### WHAT TO WORK ON
Starting at the top of the entries below, write out each line up to and including the one containing "Target — green foliage.". Leave the pictures out.

### DATA EXTRACTS

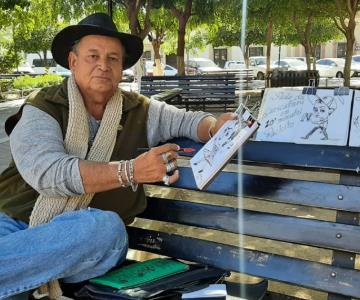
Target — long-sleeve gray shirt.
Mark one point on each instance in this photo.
(38, 148)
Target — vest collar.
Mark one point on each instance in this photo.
(130, 100)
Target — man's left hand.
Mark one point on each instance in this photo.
(220, 122)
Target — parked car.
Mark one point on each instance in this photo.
(289, 64)
(239, 67)
(355, 65)
(42, 66)
(198, 66)
(24, 68)
(302, 58)
(168, 70)
(258, 64)
(235, 65)
(331, 67)
(60, 70)
(128, 75)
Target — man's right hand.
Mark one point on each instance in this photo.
(151, 166)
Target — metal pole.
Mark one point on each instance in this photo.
(279, 56)
(110, 8)
(243, 25)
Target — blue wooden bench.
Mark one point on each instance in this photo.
(196, 92)
(289, 215)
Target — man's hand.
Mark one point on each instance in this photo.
(220, 122)
(152, 166)
(209, 125)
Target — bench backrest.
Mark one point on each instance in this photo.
(289, 214)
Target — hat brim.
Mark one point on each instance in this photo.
(65, 39)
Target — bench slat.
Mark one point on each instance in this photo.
(265, 225)
(295, 155)
(315, 194)
(290, 270)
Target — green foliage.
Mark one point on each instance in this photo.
(5, 84)
(10, 4)
(28, 82)
(9, 58)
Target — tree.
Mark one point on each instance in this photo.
(161, 23)
(183, 10)
(225, 30)
(308, 25)
(343, 13)
(139, 16)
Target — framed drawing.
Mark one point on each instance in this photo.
(325, 118)
(214, 155)
(279, 114)
(354, 140)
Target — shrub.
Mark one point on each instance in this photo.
(5, 84)
(28, 82)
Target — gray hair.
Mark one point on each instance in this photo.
(74, 48)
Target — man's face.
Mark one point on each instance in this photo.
(97, 64)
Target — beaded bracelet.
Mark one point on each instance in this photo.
(133, 184)
(120, 173)
(126, 174)
(209, 132)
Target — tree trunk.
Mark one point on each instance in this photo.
(307, 48)
(269, 35)
(183, 17)
(349, 52)
(246, 55)
(181, 46)
(158, 70)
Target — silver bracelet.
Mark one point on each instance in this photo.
(120, 168)
(126, 172)
(209, 132)
(133, 183)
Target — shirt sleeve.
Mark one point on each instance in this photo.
(167, 121)
(38, 150)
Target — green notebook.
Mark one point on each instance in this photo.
(140, 273)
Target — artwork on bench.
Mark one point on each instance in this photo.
(213, 156)
(354, 140)
(291, 115)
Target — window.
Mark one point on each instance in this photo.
(220, 57)
(256, 51)
(341, 50)
(323, 62)
(42, 63)
(317, 52)
(147, 55)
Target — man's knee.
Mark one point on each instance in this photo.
(97, 228)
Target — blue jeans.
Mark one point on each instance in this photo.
(74, 246)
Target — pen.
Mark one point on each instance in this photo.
(185, 150)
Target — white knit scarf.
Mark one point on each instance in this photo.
(76, 143)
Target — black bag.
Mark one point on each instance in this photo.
(171, 287)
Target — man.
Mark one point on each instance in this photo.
(75, 145)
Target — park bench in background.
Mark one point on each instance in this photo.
(298, 226)
(204, 92)
(279, 78)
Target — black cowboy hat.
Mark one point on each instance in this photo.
(97, 24)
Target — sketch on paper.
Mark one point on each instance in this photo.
(279, 114)
(354, 140)
(324, 119)
(221, 147)
(287, 115)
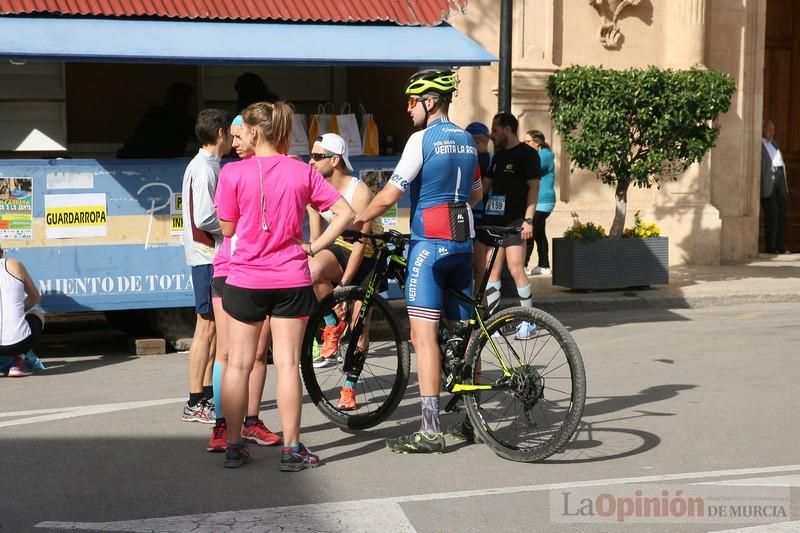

### ANSWER SPACE
Target — long-sleeve gray shirt.
Mark one point on each instance in this photo.
(38, 148)
Target — vest collar.
Mark one point on each instance in this photo.
(130, 100)
Target — man's left hand.
Mark one point on each instance in this photo.
(220, 122)
Target — parked car.
Mark one point on each instance in this photo.
(289, 64)
(239, 67)
(355, 65)
(42, 66)
(198, 66)
(24, 68)
(302, 58)
(168, 70)
(258, 64)
(235, 65)
(331, 67)
(60, 70)
(128, 75)
Target — man's right hand.
Mark one point on each instance in this photo.
(151, 166)
Target — metal pole.
Mark one point on each instance in this photo.
(279, 56)
(110, 8)
(243, 25)
Target — blue wooden bench.
Mark one point on each instance in this photo.
(196, 92)
(289, 215)
Target — man's hand.
Mark one point on each instance in this photo.
(220, 122)
(152, 166)
(209, 125)
Target — bench backrest.
Mark one point on each instance in this photo.
(289, 214)
Target — hat brim.
Mark one point on each instance in this photo.
(65, 39)
Target — bench slat.
Mark one point on each instance in this photo.
(265, 225)
(295, 155)
(315, 194)
(290, 270)
Target — green foliage.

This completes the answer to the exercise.